§ Excerpted data:
● ● ●

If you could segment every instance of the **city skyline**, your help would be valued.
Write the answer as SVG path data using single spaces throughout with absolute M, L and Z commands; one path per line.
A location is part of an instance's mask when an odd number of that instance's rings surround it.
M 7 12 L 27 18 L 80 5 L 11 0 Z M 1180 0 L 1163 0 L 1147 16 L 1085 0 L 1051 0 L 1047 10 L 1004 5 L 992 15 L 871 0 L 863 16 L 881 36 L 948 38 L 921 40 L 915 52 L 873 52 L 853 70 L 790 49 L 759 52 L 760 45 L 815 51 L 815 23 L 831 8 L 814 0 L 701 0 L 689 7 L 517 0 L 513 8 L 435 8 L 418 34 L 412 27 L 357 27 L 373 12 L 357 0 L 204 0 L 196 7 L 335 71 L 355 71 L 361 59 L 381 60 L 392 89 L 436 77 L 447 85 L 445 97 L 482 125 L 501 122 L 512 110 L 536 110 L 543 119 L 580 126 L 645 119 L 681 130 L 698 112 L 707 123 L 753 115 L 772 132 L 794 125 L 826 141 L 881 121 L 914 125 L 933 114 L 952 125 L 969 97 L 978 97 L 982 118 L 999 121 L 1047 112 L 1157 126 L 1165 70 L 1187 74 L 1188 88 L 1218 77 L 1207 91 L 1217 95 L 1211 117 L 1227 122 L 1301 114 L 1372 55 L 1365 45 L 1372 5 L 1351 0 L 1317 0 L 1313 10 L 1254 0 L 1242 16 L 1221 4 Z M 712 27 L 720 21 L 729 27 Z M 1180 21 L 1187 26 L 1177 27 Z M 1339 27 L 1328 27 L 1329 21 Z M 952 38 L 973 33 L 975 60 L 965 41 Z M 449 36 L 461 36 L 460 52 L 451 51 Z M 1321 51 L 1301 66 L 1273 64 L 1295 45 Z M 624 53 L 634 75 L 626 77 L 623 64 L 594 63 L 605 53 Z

● ● ●

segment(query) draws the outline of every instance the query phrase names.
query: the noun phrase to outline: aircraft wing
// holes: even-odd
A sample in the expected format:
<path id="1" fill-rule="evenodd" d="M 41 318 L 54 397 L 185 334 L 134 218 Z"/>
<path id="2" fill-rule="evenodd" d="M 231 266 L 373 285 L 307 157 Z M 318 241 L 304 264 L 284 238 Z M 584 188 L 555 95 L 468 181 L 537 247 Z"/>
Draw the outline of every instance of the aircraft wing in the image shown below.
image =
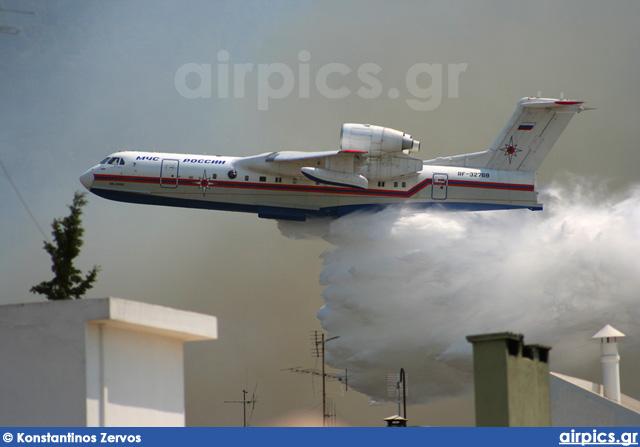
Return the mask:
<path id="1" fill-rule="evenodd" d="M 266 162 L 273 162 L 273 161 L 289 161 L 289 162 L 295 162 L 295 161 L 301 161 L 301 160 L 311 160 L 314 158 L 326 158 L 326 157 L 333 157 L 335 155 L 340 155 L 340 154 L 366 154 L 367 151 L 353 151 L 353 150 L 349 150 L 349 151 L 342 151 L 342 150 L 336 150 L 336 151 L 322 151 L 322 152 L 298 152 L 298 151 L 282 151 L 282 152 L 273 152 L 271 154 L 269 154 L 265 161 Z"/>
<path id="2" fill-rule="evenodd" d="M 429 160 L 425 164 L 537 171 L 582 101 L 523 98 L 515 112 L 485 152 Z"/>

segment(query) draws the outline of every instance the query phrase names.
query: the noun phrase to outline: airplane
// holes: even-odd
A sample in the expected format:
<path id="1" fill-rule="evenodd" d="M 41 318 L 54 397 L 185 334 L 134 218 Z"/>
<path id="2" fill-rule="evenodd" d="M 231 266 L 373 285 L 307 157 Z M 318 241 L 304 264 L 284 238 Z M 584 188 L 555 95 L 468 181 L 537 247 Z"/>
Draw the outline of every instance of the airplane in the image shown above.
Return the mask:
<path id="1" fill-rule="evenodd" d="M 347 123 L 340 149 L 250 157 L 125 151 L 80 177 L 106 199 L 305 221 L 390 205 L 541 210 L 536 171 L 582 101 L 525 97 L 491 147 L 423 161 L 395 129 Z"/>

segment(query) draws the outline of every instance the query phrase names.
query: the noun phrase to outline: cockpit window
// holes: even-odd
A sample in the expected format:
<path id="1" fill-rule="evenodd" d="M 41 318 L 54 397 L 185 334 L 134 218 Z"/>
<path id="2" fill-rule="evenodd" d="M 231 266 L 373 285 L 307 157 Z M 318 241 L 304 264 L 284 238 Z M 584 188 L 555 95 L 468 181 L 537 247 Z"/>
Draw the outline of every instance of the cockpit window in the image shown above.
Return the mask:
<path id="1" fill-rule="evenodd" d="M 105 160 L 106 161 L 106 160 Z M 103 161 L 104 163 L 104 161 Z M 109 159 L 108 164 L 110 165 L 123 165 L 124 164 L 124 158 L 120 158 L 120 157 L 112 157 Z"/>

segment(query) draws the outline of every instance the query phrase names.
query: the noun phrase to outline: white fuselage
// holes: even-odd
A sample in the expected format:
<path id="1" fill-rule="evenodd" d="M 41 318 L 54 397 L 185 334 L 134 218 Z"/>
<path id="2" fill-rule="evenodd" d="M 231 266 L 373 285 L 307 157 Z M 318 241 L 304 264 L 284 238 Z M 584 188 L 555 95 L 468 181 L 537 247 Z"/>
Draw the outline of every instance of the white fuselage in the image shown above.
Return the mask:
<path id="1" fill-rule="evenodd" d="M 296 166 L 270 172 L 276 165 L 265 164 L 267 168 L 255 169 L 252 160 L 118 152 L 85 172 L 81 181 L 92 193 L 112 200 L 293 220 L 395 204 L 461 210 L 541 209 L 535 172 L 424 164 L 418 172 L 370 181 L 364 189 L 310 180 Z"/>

● ● ●

§ Problem description:
Tally the lines above: how many contain the string "image", counting case as significant? Reply with the number alone.

§ Expected answer:
5